I was reading Romans 1 yesterday and noted this passage:
Concerning his Son Jesus Christ our Lord, which was made of the seed of David according to the flesh; And declared to be the Son of God with power, according to the spirit of holiness, by the resurrection from the dead: (Romans 1:3-4)
Biblical scholars have pointed out that Paul never mentions the virgin birth of Jesus in his writings. I've done some looking, and it appears to me that every reference (with one possible exception: Alma 7:10) to the virgin birth in the LDS standard works can be traced back to this famous prophesy of Isaiah:
Therefore the Lord himself shall give you a sign; Behold, a virgin shall conceive, and bear a son, and shall call his name Immanuel. (Isaiah 7:14)
Interestingly, the Hebrew word Isaiah uses here (translated “virgin” in the KJV) is almah, which means “young woman,” and may be a married or an unmarried woman. It essentially means “maiden” and has no necessary connotation of our modern sense of virginity: never having had sexual intercourse. But the KJV translators relied on the Septuagint, the Greek translation of the Old Testament, which mistranslated the Hebrew almah into the Greek parthenos, which does have the connotation of virginity as we understand it today.
And it is this same Septuagint that the author of the gospel of Matthew would have been familiar with as he gave the account of its fulfillment in the birth of Jesus. Given his affinity for the words of Isaiah, I suspect Nephi would have used the same word or its equivalent in recording his vision of Mary, since he apparently understood this prophecy of Isaiah's also to refer to the Savior (he cites it in 2 Nephi 17:14). (And in the arguable exception in Alma, I suspect Alma is alluding back to Nephi's words, so his own account may have the same origin.) Joseph Smith, then, in keeping with his translation of the Book of Mormon in KJV language, followed the example of the KJV translators in rendering this word as “virgin” in English.
This teaching of the virgin birth of Christ has become very important for traditional Christianity. It allows Jesus Christ to be separated from the fallenness and ungodliness they associate with the natural process of conception. Catholicism takes this a step further with the dogma of the Immaculate Conception of Mary, which creates a further remove. Thus Christ does not participate in the fallenness of mankind, because his physical creation had nothing to do with sexual intercourse.

Tasks to complete:
1/ Retype the post on the virgin birth from "I was reading" to "dead: (Romans 1:3-4)", with both ends included.
2/ Echo the lines of the listing from the line with "segment window, each instance" through the end of the listing.
The post on the virgin birth has no connection to the listing that comes after it.

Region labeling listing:
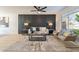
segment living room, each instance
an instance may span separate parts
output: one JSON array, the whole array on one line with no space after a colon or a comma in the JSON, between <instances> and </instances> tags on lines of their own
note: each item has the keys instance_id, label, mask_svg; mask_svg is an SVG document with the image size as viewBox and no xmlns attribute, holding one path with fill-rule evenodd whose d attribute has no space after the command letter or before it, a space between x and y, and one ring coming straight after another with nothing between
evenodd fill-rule
<instances>
[{"instance_id":1,"label":"living room","mask_svg":"<svg viewBox=\"0 0 79 59\"><path fill-rule=\"evenodd\" d=\"M78 33L61 38L61 31L67 36L73 29L67 15L78 11L76 6L1 6L0 23L6 21L0 24L0 51L79 51Z\"/></svg>"}]
</instances>

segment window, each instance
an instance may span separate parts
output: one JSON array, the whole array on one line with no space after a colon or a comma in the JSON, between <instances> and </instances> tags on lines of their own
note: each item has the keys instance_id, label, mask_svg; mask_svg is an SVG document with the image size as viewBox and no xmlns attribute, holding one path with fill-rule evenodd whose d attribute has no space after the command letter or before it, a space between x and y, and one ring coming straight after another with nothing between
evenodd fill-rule
<instances>
[{"instance_id":1,"label":"window","mask_svg":"<svg viewBox=\"0 0 79 59\"><path fill-rule=\"evenodd\" d=\"M79 12L75 12L67 16L64 16L62 20L63 19L65 20L64 22L66 23L65 26L66 29L73 31L75 34L79 35Z\"/></svg>"}]
</instances>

Outputs in order:
1/
I was reading Romans 1 yesterday and noted this passage:
Concerning his Son Jesus Christ our Lord, which was made of the seed of David according to the flesh; And declared to be the Son of God with power, according to the spirit of holiness, by the resurrection from the dead: (Romans 1:3-4)

2/
segment window, each instance
an instance may span separate parts
output: one JSON array, the whole array on one line with no space after a colon or a comma in the JSON, between <instances> and </instances> tags on lines of their own
note: each item has the keys instance_id, label, mask_svg; mask_svg is an SVG document with the image size as viewBox and no xmlns attribute, holding one path with fill-rule evenodd whose d attribute has no space after the command letter or before it, a space between x and y, and one ring coming straight after another with nothing between
evenodd fill-rule
<instances>
[{"instance_id":1,"label":"window","mask_svg":"<svg viewBox=\"0 0 79 59\"><path fill-rule=\"evenodd\" d=\"M79 12L75 12L67 16L64 16L62 20L63 19L65 20L64 22L66 23L65 26L66 29L73 31L75 34L79 35Z\"/></svg>"}]
</instances>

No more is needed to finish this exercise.